* **Tujuan Tugas**
Tulis ulang bagian kutipan tentang Bugis yang dimulai dari "Kajian selanjutnya menunjukkan, bahwa" dan berakhir pada "Islam, sebagai agamanya.", dengan mengganti "suku bangsa" menjadi "kelompok etnis".

====== Kutipan ======

Uraian tentang Bugis sebagaimana diungkapkan diatas memang secara ontology memberikan pengertian untuk penjelasan secara eksplisit dari konsep terhadap representasi pengetahuan pada sebuah knowledge base yaitu Bugis itu sendiri. Sebuah ontologi juga dapat diartikan sebuah struktur hirarki dari istilah untuk menjelaskan sebuah domain yang dapat digunakan sebagai landasan untuk sebuah knowledge base. Ringkasnya, pada tinjauan filsafat, ontologi adalah studi tentang sesuatu yang ada, karena memang ada, bukan dianggap ada atau diada-adakan dan Bugis dari aspek manusia, alam dan peradabannya, memang secara abstrak maupun kontrit merupakan ‘knoeledge base’ yang ada dan keberadaannya tidak diragukan hanya perlu Ilmu pengetahuan membahasnya lebih lanjut.
EPISTEMOLOGI BUGIS, MUNGKINKAH ?
Kajian selanjutnya menunjukkan, bahwa Bugis sebagai suku bangsa, sebagai manusia yang dalam dirinya tumbuh pengetahuan dan pengalaman perjalanan waktu keberadaannya, membangun dan mengembangkan budayanga, ilmu pengetahuannya bahkan menjadi salah satu suku bangsa paling terbuka menerima perubahan. Bugis adalah subjek dan objek pengetahuan melalui eksistens keberadaan dan peran tokoh-tokohnya, semisal Sawerigading, La Galigo, dllnya. Mereka membangun peradabannya dengan menerima perubahan paling fundamental yakni Islam, sebagai agamanya.

====== Bagian Data ======

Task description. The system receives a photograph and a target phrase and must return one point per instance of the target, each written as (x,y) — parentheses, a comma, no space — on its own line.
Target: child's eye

======

* **Jawaban Latihan**
Kajian selanjutnya menunjukkan, bahwa Bugis sebagai kelompok etnis, sebagai manusia yang dalam dirinya tumbuh pengetahuan dan pengalaman perjalanan waktu keberadaannya, membangun dan mengembangkan budayanga, ilmu pengetahuannya bahkan menjadi salah satu kelompok etnis paling terbuka menerima perubahan. Bugis adalah subjek dan objek pengetahuan melalui eksistens keberadaan dan peran tokoh-tokohnya, semisal Sawerigading, La Galigo, dllnya. Mereka membangun peradabannya dengan menerima perubahan paling fundamental yakni Islam, sebagai agamanya.